■ ФРАГМЕНТ ТЕКСТА:
######

Проблема направленности эволюции столь важна для разработки эволюционной теории, что на ней необходимо остановиться подробнее.
СТЭ исходит из представлений о случайности мутаций – это один из важнейших ее постулатов. Однако многие факты говорят об обратном. Более того, в настоящее время некоторые авторы считают, что именно постулат случайности является самым слабым местом СТЭ.
Закономерный характер эволюционных преобразований демонстрирует принцип параллелизма. Он гласит, что функционально-аналогичные структуры (даже разных источников разных животных) часто эволюционируют в одном направлении. Классическими примерами служат проявления параллельных рядов форм разных групп млекопитающих на изолированных континентах, закон гомологичных рядов наследственной изменчивости растений Н. И. Вавилова (1887–1943), примеры эволюционной гистологии.

######

(Данные для привязки объектов по описаниям на естественном языке)
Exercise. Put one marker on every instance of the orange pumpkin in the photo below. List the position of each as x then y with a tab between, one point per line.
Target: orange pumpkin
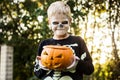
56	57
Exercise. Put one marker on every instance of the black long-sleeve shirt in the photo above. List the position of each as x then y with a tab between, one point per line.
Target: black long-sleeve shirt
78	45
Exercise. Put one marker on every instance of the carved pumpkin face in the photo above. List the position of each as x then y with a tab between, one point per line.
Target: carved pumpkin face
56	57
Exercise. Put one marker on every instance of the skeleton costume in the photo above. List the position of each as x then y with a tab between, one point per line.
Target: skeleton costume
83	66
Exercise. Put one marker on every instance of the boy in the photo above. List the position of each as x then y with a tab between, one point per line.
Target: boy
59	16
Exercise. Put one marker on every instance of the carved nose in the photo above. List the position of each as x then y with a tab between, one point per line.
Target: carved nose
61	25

######

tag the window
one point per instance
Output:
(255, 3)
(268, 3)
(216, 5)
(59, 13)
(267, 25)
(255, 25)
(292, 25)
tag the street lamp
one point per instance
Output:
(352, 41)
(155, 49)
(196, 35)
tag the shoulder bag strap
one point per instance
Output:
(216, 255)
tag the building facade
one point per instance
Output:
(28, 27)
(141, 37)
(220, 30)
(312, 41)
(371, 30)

######

■ УСЛОВИЕ ЗАДАНИЯ: В тексте о направленности эволюции замените «принцип параллелизма» на «закон параллелизма» и приведите отрывок, начиная со слов «СТЭ исходит из» и заканчивая словами «примеры эволюционной гистологии.».

■ ПОЛЕ ОТВЕТА:
СТЭ исходит из представлений о случайности мутаций – это один из важнейших ее постулатов. Однако многие факты говорят об обратном. Более того, в настоящее время некоторые авторы считают, что именно постулат случайности является самым слабым местом СТЭ.
Закономерный характер эволюционных преобразований демонстрирует закон параллелизма. Он гласит, что функционально-аналогичные структуры (даже разных источников разных животных) часто эволюционируют в одном направлении. Классическими примерами служат проявления параллельных рядов форм разных групп млекопитающих на изолированных континентах, закон гомологичных рядов наследственной изменчивости растений Н. И. Вавилова (1887–1943), примеры эволюционной гистологии.